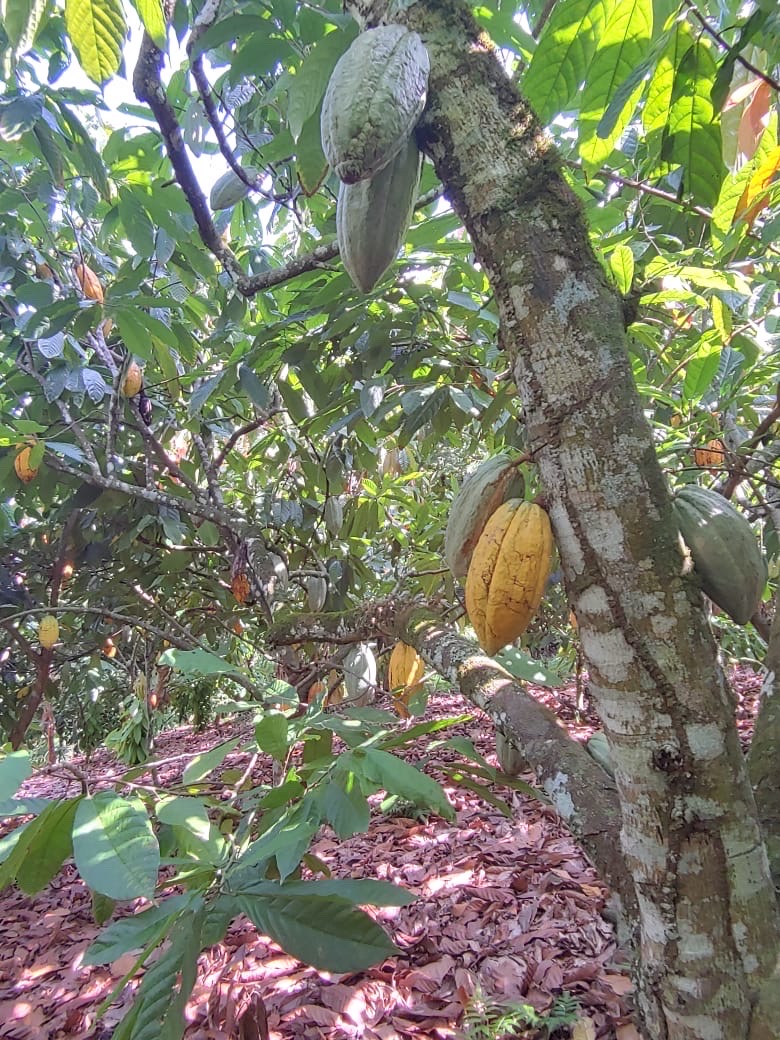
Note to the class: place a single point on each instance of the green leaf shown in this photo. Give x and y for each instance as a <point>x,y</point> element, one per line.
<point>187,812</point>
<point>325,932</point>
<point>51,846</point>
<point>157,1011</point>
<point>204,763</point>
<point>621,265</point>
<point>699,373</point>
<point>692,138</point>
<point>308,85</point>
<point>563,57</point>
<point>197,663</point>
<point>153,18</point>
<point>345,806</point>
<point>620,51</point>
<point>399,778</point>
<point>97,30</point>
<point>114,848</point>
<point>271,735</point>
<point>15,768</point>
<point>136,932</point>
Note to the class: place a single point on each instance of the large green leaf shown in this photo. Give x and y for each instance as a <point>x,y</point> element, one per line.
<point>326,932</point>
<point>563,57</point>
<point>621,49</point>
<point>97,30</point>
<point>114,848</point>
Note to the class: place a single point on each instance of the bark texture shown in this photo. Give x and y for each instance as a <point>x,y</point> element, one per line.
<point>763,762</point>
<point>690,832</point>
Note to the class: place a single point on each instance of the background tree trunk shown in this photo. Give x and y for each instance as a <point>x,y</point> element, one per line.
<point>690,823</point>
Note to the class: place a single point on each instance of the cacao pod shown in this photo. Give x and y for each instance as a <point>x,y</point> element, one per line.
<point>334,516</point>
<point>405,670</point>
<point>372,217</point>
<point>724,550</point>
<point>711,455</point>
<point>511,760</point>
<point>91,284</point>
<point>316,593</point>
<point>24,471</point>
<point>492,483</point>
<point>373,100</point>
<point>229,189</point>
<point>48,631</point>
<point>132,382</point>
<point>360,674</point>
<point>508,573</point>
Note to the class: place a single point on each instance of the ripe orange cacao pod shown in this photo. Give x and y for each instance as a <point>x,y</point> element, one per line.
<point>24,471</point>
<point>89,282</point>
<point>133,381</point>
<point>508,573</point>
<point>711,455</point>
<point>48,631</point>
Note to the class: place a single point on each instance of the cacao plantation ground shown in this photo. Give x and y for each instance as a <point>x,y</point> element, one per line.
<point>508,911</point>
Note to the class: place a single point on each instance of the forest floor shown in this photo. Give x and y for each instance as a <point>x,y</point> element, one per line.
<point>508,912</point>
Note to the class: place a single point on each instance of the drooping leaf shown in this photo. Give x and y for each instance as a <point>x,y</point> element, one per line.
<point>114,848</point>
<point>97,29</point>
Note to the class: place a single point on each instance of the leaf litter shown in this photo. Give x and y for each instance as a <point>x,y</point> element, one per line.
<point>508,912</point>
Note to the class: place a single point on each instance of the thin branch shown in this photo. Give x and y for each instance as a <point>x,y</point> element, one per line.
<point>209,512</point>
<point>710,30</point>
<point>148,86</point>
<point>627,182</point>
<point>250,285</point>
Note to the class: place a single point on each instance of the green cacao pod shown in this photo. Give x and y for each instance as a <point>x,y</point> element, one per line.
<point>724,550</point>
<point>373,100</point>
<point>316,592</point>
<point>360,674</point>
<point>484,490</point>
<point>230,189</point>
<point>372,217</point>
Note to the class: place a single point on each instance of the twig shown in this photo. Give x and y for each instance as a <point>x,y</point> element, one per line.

-------

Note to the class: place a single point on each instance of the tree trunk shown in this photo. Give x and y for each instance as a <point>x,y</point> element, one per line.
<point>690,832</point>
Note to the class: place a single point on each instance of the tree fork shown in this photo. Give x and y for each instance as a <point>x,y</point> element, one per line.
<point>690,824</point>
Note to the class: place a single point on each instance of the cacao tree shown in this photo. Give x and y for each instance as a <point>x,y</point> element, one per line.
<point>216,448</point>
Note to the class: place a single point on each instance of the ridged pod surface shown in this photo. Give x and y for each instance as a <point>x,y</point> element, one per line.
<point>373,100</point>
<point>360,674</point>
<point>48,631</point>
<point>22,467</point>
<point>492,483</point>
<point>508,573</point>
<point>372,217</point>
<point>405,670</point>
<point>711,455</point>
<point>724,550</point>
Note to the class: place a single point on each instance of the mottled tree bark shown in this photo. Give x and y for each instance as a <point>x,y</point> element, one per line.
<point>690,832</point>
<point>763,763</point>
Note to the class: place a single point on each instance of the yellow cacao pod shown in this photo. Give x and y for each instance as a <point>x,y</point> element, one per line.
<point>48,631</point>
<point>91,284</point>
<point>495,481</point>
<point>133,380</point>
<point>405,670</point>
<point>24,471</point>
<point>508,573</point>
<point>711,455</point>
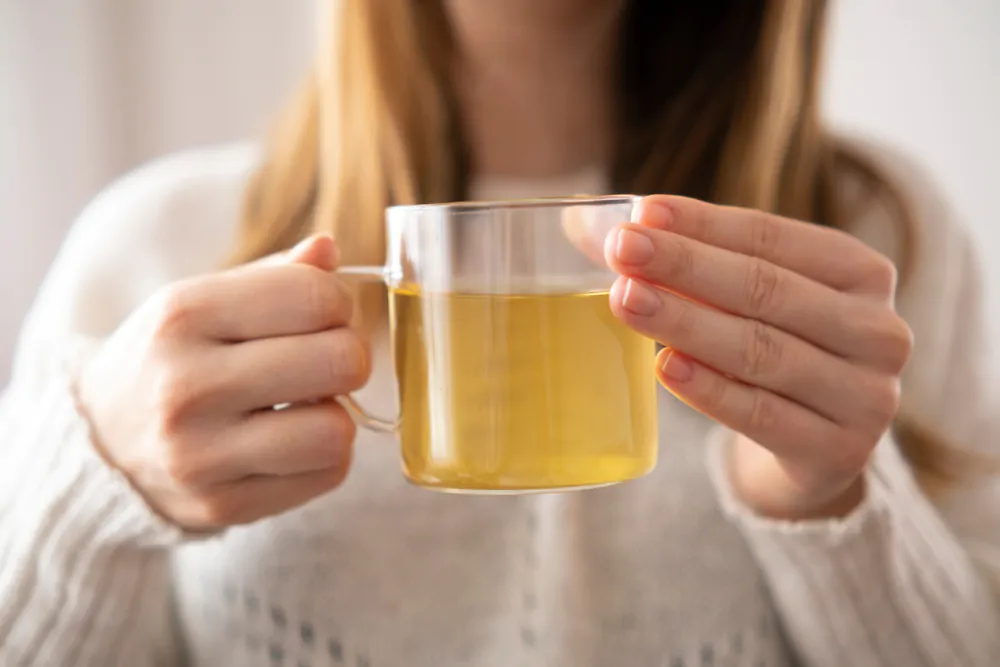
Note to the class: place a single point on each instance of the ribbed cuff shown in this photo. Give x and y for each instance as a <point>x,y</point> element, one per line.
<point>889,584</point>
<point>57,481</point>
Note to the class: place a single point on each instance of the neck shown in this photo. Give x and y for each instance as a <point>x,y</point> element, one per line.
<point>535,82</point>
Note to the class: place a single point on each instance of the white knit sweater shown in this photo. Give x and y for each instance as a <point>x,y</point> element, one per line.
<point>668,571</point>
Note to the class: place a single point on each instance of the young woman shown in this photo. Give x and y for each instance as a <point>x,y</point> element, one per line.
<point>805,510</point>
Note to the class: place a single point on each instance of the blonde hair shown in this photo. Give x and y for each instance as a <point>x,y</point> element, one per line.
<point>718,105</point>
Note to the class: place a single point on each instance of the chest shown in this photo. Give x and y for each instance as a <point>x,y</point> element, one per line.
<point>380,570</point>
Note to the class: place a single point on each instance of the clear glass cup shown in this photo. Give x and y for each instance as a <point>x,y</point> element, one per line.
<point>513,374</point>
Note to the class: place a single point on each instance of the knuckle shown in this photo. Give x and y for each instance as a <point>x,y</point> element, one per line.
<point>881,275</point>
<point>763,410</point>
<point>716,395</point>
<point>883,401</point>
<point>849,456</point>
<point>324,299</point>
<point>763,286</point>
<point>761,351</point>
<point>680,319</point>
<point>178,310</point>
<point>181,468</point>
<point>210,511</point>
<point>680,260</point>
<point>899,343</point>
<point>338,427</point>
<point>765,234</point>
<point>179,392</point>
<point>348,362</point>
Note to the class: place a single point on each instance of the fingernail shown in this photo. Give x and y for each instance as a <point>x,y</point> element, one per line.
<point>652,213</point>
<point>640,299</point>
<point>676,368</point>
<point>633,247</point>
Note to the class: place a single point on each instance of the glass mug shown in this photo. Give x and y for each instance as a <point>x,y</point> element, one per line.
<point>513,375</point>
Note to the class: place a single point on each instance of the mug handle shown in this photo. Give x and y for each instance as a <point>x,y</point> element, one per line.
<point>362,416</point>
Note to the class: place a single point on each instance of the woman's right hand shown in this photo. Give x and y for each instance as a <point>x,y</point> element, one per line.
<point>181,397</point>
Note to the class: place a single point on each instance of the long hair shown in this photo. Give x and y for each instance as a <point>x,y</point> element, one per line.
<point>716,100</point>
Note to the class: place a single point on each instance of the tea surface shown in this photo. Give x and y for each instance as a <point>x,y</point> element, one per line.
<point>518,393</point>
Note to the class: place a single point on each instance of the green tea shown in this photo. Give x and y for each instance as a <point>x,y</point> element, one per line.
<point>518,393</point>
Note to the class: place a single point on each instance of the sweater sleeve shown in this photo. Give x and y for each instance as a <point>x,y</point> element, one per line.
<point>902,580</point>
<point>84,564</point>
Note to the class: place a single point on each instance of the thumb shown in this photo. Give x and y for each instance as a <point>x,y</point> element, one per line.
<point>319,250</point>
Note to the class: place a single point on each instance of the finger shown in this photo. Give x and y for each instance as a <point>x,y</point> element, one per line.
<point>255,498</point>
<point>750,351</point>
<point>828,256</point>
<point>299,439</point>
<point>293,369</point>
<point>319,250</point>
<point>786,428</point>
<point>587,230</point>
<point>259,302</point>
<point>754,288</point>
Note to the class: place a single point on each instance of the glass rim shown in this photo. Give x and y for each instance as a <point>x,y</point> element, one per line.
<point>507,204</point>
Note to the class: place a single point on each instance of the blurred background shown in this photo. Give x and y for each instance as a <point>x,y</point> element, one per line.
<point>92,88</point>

-------

__WORK INSTRUCTIONS__: Quote the material word for word, starting at the line that contains "the finger shown" and ending at the line that contains "<point>92,88</point>", with both of those lines included.

__PROBLEM SOLUTION__:
Note to the class: place a single point on each instance of the finger shown in this photo. Give x and y for each instance as a <point>x,y</point> element, one per line.
<point>255,498</point>
<point>750,351</point>
<point>828,256</point>
<point>299,439</point>
<point>293,369</point>
<point>319,250</point>
<point>786,428</point>
<point>587,230</point>
<point>259,302</point>
<point>754,288</point>
Note to the class: place a single point on each instance of the glass rim shown in this photo. Give x and y for each instance as a <point>x,y</point> element, one per line.
<point>507,204</point>
Note to the class: place a single point on each instance of the blurred background shown in this photo. Give x and y for each instance as a <point>x,y</point> element, one per line.
<point>92,88</point>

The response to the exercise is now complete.